**To do**
(1) Copy the forum thread on detailing products between "He can make" and "(Jun 13, 2008)", inclusive.
(2) Write what comes next in the forum thread on detailing products, starting after its last line.

**Text shown**
- - -

# Name your best ever detailing product/tool



## Karls (Jul 12, 2010)

As per title, what's your best ever detailing item and the one you'd recommend to others?


----------



## Mookistar (Feb 5, 2004)

Porter cable. Idiot proof with excellent results


----------



## Kadir (Mar 23, 2008)

That is a tough one..

My plush MF drying towels are worth mentioning.. (Serious Performance/Miracle Dryer/Aquatouch FBZ)..


----------



## Stevie76 (Dec 17, 2009)

Tough indeed....Zymol Vintage maybe....not do a best in category?


----------



## pwpro (Jun 6, 2009)

Kettle !!


----------



## Stevie76 (Dec 17, 2009)

pwpro said:


> Kettle !!


Great shout:thumbsup:


----------



## bobwoolmer (Mar 27, 2007)

my Woman


----------



## Sean (Aug 16, 2005)

Alex Creasey's clay bar


----------



## Karls (Jul 12, 2010)

bobwoolmer said:


> my Woman


Hmm, I think Steve is right...we should do a best category and by that I mean product, not woman! Although...


----------



## Bajie (Dec 13, 2001)

Sorry but answer is twofold.

Whoopie!

He can make car gleam with just a bucket of water and a sponge!

and

Alex Creasey ... for supplying Whoopie with quality products.


----------



## moreballsthanbadge (Jun 13, 2008)

Serious performance quick detailer, great for a quick clean and can be used on everything including glass with no white residue


----------



## Karls (Jul 12, 2010)

Alltorqueuk.com said:


> Serious performance quick detailer, great for a quick clean and can be used on everything including glass with no white residue


Yep, that's great stuff!


----------



## JTJUDGE (Nov 21, 2011)

my wife bought me this stuff



















I dont think it cost much. I didnt expect it to be any good. I was wrong, the finish is fantastic but its best used if you dont have time to spend 3+hrs on your car ie a visit the next day from a potenial buyer. Here is the finished product



















and here is the finished product from roughly 3hrs work with the autoglym products


----------



## SPEED MERCHANT (Jun 5, 2006)

- - -

**Items**
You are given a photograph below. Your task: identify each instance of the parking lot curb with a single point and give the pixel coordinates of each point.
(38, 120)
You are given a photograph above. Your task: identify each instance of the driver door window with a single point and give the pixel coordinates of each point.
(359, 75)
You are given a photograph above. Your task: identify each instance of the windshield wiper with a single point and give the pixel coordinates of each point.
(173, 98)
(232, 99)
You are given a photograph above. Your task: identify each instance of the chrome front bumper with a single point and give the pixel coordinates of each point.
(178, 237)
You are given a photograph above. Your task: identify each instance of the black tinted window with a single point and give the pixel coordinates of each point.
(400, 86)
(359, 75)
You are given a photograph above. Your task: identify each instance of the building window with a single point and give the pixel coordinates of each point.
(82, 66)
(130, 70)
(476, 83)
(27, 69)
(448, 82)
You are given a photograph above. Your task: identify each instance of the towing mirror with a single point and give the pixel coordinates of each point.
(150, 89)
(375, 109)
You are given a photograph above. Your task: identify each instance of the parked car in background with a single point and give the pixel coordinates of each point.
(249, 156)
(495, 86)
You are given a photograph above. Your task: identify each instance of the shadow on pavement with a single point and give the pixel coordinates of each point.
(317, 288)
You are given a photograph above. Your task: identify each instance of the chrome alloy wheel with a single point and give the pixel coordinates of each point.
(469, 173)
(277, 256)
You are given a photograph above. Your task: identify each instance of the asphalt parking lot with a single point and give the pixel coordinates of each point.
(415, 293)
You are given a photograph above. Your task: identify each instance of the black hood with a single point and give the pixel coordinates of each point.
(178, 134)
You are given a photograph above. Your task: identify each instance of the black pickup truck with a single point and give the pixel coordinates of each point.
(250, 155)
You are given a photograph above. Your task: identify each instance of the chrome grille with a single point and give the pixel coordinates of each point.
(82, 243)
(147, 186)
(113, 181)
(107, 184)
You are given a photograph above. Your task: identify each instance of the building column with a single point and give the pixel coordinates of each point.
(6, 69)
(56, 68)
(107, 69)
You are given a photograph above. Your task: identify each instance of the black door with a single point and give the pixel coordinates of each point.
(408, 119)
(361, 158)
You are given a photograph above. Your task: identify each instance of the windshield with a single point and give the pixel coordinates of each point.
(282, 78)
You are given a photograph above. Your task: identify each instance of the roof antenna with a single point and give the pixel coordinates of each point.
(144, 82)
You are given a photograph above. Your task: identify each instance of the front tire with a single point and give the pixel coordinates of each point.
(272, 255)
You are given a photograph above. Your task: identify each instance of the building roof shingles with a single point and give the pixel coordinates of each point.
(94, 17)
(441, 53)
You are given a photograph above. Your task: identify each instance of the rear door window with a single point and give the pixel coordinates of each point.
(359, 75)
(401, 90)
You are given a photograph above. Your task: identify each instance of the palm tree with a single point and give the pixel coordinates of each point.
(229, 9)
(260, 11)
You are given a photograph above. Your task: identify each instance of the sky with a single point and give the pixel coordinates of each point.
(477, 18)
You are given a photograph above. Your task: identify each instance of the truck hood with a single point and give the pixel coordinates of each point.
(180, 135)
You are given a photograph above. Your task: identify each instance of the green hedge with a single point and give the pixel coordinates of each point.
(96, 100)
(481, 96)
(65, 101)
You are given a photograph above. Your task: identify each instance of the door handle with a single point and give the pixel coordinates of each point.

- - -

**Final results**
(1)
He can make car gleam with just a bucket of water and a sponge!

and

Alex Creasey ... for supplying Whoopie with quality products.


----------



## moreballsthanbadge (Jun 13, 2008)

(2)
Anything from Alex at Serious Performance to be honest, looked after my Skylines cleaning needs since the R33 & my R32 is just proof once clean!


----------



## MIKEGTR (Jul 8, 2005)

3m finesse


----------



## GTR-Dreamer (Apr 9, 2008)

Meguairs Ultimate Compound


----------



## jeremy25 (Mar 12, 2013)

I use autoglym, and Im satisfied with the results


----------



## Nedzilla (Feb 10, 2012)

Hosepipe.


----------



## GTR-Dreamer (Apr 9, 2008)

Meguairs Ultimate Liquid Wax, the best i've ever used!


----------



## Griffiths Detailing (Jun 1, 2012)

Sun gun! Shows up every mark!!! 



Kettle is a great shout tho Paul!! LOL 




Chris


----------



## Chelstrueblue (Aug 22, 2012)

Auto glym pre wax cleaner and hi def wax or blackfire is a very good brand


----------



## chas (Sep 19, 2003)

Duragloss 901 From Alex Creasey


----------



## S14 (Jan 4, 2012)

Zaino Z8 for the gloss. Amazing shine and durability.


----------



## gtr33 vspec (Sep 24, 2005)

I've used a lot of diff polishes and waxes just recently got auto glym HD wax and its AMAZING is a understatement my daily runner was waxed 3 weeks ago its only been washed 1 and its so easy to put on and so easy to wipe off when dry looks supper wet and glossy 

heres a camera phone pic not the best check it out


----------



## wmd_gtr (Jan 15, 2013)

My phone... I can call Gordon at Defined Details in case I have a problem or I can get him to detail my car and also with the help of headphones I can listen to music while cleaning my car


----------



## andrew186 (May 3, 2010)

iron x for me


----------



## CL4RKY (Jul 9, 2013)

Small tub of wax called hybrid, the finish is awesome.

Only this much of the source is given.